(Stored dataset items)
== Segment start ==

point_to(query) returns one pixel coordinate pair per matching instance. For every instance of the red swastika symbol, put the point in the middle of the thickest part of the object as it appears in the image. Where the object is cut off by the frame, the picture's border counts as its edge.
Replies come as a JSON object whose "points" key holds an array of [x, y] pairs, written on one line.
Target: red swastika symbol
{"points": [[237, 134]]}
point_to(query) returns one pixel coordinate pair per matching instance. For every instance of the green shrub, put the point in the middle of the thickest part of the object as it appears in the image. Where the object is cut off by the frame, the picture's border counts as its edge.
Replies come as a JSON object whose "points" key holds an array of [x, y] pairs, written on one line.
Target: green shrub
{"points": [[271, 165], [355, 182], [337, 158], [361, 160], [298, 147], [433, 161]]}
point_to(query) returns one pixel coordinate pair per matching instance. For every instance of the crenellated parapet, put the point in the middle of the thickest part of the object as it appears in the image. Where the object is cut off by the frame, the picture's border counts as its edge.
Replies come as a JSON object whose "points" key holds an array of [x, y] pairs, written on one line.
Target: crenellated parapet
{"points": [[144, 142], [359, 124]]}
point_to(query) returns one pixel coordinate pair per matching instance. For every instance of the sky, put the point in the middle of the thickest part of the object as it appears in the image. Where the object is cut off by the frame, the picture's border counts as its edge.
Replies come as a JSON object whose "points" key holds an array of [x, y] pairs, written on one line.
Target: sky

== Segment end ==

◆ Work to complete: Among the lines above, count those containing the word "appears" and write only the number.

◆ Finished task: 4